> _Requirement 1_
According to the excerpt, which three readers is the chapter written to serve?
> _Requirement 2_
Write out the part of the excerpt that begins with the words "Mounting Mylar™ Heads" and ends after "rehearsal…concert to concert.", keeping every word unchanged.
Excerpt section start
Mounting Mylar™ Heads

Symmetry, Seating, and False Clears

A timpano may be cleared on one pitch and still behave unpredictably if the physical setup underneath the head is fighting the process. Chapter Five focused on tempering: how to unify the principal tone and bring the preferred modes into the best near-harmonic alignment the drum can manage. Chapter Six steps back one level and addresses a practical reality: tempering is only as effective as the mounting and mechanics that support it.

This chapter has two complementary goals

  • Prevent false clears: the frustrating situation where a head seems to match at a few points but never produces a stable pitch center across dynamics and range.
  • Mount for symmetry and repeatability: so the head seats evenly, equalizes tension smoothly, and the drum behaves predictably from rehearsal to rehearsal…concert to concert.

Most “mystery tuning problems” come from one of three sources

  • Geometry
    • a false head (inferior tuck)
    • a bowl or counterhoop out-of-round
    • bearing edge not level/in-plane
    • contact surfaces that prevent consistent seating
  • Friction and seating
    • the collar binds at the lip
    • squeaks or drags
    • fails to equalize tension as you tension and release the head
  • Range and verification (including mechanical tolerances)
    • the drum is forced outside a workable range for its mechanism, or
    • the mechanism cannot apply/hold tension uniformly throughout the range due to common institutional wear, e.g.
      • frame misalignment
      • frame flexing
      • linkage friction (“stiction”)
      • clutch/ratchet behavior (Dresden-style systems)
      • spring imbalance (balanced-action systems)
      • pedal creep/slip
      • worn hardware
    • in these cases, a drum may “clear” at one pitch and lose stability elsewhere
    • tools (gauges/tuners/apps) can be misread if treated as authorities rather than guides

Teacher note: On older school/institutional sets, this third category is often the hidden culprit: the head may be fine, but the system does not pull or hold evenly across the range.

The goal here is not to create “perfect” timpani (a circular membrane will never behave like a string). The goal is practical: mount synthetic heads in a way that produces a stable pitch center, predictable response, and repeatable results under real performing conditions. When the system is symmetric and low-friction, clearing/tempering becomes faster, easier, and more consistent. When the system is out of tolerance, players end up chasing shimmer, beating, drift, and inconsistent lug response.

A final philosophy guides this chapter: fix what must be fixed before mounting. There is little point in installing a new head if the bowl is out of round, the bearing edge is compromised, or the counterhoop cannot seat evenly. Those issues should be identified (and corrected when possible) first, then the head can be mounted, stretched, stabilized, and tempered efficiently.

This chapter is written to serve three readers at once:

  • the student who needs a clear, repeatable procedure,
  • the teacher who needs a diagnostic framework, and
  • the professional who needs speed, reliability, and consistency.
Excerpt section end
Data for review section start
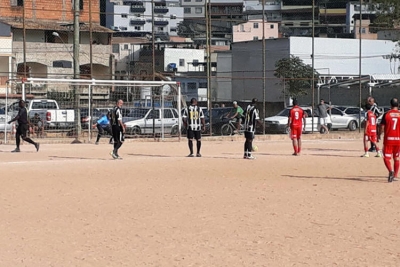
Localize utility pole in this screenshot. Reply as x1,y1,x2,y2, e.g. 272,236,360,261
262,0,266,135
72,0,81,143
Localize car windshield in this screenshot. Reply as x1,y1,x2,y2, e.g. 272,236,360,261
276,108,289,117
125,108,149,118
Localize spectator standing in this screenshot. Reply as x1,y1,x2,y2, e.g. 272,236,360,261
318,99,331,134
227,101,243,133
8,100,39,152
110,99,125,159
378,98,400,183
243,98,260,159
30,113,44,138
367,96,381,152
288,99,306,156
182,98,205,157
362,104,382,158
93,113,113,145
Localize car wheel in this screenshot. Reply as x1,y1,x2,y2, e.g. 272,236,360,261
221,124,233,135
348,121,357,131
129,126,142,136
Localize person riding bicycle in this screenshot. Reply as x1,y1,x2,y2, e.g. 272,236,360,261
227,101,243,133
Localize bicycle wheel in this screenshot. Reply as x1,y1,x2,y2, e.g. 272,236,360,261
221,124,233,135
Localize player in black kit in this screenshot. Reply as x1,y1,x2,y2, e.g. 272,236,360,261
8,100,39,152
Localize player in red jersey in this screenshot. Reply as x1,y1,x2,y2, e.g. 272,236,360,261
378,98,400,183
361,104,382,158
288,99,306,156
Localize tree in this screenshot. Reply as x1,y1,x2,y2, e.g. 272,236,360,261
274,55,318,97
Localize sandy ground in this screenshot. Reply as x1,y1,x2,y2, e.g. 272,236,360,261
0,139,400,267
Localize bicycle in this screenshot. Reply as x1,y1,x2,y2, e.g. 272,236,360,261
Data for review section end
> _Answer section 1_
The student, the teacher, and the professional.

> _Answer section 2_
Mounting Mylar™ Heads

Symmetry, Seating, and False Clears

A timpano may be cleared on one pitch and still behave unpredictably if the physical setup underneath the head is fighting the process. Chapter Five focused on tempering: how to unify the principal tone and bring the preferred modes into the best near-harmonic alignment the drum can manage. Chapter Six steps back one level and addresses a practical reality: tempering is only as effective as the mounting and mechanics that support it.

This chapter has two complementary goals

  • Prevent false clears: the frustrating situation where a head seems to match at a few points but never produces a stable pitch center across dynamics and range.
  • Mount for symmetry and repeatability: so the head seats evenly, equalizes tension smoothly, and the drum behaves predictably from rehearsal to rehearsal…concert to concert.